AUSGEWÄHLTER AUSZUG:
Leitsatz

Wird eine Zahlung an einen Plattformbetreiber nur für einen Vermittlungserfolg geschuldet, so kann diese, auch wenn der Vertrag die Begriffe "Rechteübertragung" und "Softwarenutzung" enthält, wie die Provision eines Handelsvertreters oder eines Handelsmaklers als Vergütung einer Dienstleistung zu würdigen sein. Derartige Entgelte eines Reiseveranstalters an den Plattformbetreiber für die Buchung von Reiseleistungen sind mithin keine Aufwendungen für die zeitlich befristete Überlassung von Rechten.

 

Normenkette

§ 8 Nr. 1 Buchst. f Satz 1 GewStG

 

Sachverhalt

Die klagende GmbH vermittelt Reisen für einen Reiseveranstalter. Der Vertrieb erfolgt teilweise über Computerreservierungssysteme (CRS) verschiedener System­anbieter.

Die CRS sind elektronische Handelsplattformen mit beschränktem Nutzerkreis. Sie verbinden Anbieter (Reiseveranstalter und -vermittler, Fluggesellschaften, Hotelbetreiber) mit Nutzern (vornehmlich Reisebüros). Die Klägerin stellt als Anbieterin Reiseprodukte in das System ein, auf die die Reisebüros zugreifen können. Bei erfolgreicher Buchung sendet die Klägerin eine vom CRS vorbereitete Buchungsbestätigung nebst Rechnung an das Reisebüro, vereinnahmt das Reiseentgelt und leitet dieses an den Reiseveranstalter weiter. Für die Vermittlungsleistung erhält sie vom Reiseveranstalter eine Provision; sie zahlt ihrerseits Provisionen an die Reisebüros.

DATENAUSZUG:
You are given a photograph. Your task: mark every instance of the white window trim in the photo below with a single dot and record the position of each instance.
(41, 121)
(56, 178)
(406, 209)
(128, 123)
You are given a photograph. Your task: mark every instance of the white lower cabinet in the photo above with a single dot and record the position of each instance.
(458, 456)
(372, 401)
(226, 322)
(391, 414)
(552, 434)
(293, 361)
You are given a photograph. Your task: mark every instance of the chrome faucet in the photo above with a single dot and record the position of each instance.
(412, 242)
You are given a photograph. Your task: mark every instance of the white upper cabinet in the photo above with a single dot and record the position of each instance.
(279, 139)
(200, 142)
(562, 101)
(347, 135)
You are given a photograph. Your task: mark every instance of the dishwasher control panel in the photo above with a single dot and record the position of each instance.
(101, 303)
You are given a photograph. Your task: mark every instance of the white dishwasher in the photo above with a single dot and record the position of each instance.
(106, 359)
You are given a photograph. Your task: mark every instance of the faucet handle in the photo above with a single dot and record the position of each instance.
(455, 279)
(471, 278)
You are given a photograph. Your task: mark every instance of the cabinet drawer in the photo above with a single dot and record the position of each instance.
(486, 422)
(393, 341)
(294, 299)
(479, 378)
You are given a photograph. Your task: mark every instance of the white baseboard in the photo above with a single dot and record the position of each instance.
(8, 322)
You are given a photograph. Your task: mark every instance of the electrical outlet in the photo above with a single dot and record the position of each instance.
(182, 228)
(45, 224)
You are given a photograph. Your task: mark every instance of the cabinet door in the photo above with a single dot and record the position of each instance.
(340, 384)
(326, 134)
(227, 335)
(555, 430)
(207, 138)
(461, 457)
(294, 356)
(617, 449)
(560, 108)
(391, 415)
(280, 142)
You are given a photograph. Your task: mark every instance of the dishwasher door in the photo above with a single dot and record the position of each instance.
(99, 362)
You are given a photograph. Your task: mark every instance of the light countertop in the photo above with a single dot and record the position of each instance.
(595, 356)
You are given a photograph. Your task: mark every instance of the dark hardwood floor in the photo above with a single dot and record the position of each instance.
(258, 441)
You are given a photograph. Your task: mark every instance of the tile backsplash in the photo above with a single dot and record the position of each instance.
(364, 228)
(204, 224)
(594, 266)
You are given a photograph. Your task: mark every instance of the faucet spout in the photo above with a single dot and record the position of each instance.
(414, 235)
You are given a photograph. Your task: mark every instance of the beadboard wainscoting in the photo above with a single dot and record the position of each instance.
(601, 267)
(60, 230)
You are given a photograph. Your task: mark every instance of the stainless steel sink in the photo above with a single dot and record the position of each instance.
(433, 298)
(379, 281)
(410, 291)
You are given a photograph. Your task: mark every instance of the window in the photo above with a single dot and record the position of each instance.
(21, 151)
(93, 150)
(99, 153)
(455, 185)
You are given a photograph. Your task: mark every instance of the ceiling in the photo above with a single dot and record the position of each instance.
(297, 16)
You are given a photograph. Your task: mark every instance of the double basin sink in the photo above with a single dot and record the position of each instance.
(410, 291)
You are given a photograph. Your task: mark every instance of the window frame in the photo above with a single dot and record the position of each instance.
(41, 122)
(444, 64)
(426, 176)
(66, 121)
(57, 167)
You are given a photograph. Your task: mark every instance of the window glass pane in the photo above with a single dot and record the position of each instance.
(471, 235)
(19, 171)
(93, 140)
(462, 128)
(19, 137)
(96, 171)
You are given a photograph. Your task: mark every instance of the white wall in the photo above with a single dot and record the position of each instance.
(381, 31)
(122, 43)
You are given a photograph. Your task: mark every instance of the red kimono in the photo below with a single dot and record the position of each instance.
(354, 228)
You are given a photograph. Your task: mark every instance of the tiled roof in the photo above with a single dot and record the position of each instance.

IHRE AUFGABE:
Geben Sie den Auszug alles von "Die klagende GmbH" bis hinunter zu "an die Reisebüros." erneut wieder und tauschen Sie dabei "Klägerin" gegen "Gesellschaft" aus. Das Material stammt aus einer anderen Quelle als der Auszug.

LÖSUNG:
Die klagende GmbH vermittelt Reisen für einen Reiseveranstalter. Der Vertrieb erfolgt teilweise über Computerreservierungssysteme (CRS) verschiedener System­anbieter.

Die CRS sind elektronische Handelsplattformen mit beschränktem Nutzerkreis. Sie verbinden Anbieter (Reiseveranstalter und -vermittler, Fluggesellschaften, Hotelbetreiber) mit Nutzern (vornehmlich Reisebüros). Die Gesellschaft stellt als Anbieterin Reiseprodukte in das System ein, auf die die Reisebüros zugreifen können. Bei erfolgreicher Buchung sendet die Gesellschaft eine vom CRS vorbereitete Buchungsbestätigung nebst Rechnung an das Reisebüro, vereinnahmt das Reiseentgelt und leitet dieses an den Reiseveranstalter weiter. Für die Vermittlungsleistung erhält sie vom Reiseveranstalter eine Provision; sie zahlt ihrerseits Provisionen an die Reisebüros.